Stated problem:
Which lines in the entries below contain the word "outline"? Gather each of them, treating uppercase and lowercase as different.

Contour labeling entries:

********

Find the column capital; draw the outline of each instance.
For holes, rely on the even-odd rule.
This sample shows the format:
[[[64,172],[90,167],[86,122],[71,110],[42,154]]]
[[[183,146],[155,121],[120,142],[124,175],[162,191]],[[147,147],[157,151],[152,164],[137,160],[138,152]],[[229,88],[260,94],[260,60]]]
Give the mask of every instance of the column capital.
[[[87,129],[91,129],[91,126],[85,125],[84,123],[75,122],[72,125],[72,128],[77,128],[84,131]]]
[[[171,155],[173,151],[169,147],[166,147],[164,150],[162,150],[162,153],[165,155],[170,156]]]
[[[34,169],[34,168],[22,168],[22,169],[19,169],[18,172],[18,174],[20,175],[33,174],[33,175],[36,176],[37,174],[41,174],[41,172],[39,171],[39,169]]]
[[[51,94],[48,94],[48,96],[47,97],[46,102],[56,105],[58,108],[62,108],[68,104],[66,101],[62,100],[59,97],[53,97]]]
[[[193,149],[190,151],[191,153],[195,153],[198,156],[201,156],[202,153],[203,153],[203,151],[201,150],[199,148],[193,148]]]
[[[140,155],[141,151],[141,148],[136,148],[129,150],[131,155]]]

********

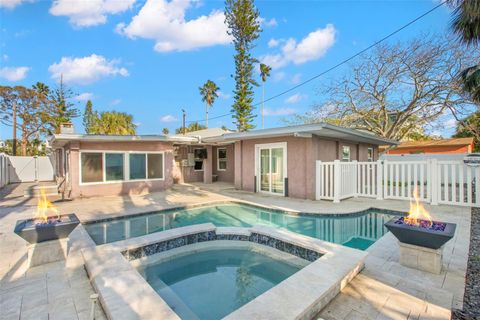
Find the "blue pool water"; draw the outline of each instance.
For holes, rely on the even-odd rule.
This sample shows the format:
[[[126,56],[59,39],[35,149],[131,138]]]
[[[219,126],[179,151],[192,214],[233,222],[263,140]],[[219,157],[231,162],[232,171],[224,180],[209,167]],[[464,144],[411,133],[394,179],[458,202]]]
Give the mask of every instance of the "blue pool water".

********

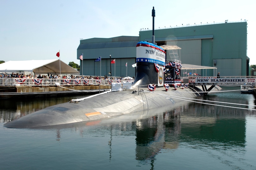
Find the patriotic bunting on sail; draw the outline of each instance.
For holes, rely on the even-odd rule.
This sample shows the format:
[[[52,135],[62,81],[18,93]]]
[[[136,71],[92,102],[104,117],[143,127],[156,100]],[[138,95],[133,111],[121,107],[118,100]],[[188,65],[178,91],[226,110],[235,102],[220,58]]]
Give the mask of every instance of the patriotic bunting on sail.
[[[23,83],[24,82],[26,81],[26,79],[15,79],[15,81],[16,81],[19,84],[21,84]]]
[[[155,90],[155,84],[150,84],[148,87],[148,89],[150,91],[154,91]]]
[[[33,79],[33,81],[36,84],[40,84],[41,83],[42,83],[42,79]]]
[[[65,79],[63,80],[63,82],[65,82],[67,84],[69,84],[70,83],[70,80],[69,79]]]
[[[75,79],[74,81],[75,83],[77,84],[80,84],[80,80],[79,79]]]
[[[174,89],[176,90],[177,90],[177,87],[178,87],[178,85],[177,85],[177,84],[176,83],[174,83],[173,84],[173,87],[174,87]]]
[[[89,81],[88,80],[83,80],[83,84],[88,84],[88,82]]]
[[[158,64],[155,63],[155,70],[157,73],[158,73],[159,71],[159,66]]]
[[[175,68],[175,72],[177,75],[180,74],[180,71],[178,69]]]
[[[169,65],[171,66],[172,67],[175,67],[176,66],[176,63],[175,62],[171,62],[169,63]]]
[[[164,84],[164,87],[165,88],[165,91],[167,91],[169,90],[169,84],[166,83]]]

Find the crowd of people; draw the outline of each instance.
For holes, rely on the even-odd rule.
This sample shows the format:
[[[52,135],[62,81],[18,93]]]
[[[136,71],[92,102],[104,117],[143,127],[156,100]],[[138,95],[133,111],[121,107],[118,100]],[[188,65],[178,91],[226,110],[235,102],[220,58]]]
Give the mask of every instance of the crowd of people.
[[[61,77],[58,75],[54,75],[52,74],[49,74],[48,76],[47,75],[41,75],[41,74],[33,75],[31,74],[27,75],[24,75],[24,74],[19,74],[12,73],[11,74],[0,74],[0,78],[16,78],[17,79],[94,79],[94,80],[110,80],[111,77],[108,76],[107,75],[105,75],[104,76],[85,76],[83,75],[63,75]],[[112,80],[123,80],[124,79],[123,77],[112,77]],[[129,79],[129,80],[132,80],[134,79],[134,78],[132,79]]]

********

Answer to the problem:
Find the column capital; draw the outline of each instance.
Find the "blue pool water"; draw the outline of each instance.
Find the patriotic bunting on sail; draw the outline of each instance.
Find the crowd of people; draw the outline of each instance.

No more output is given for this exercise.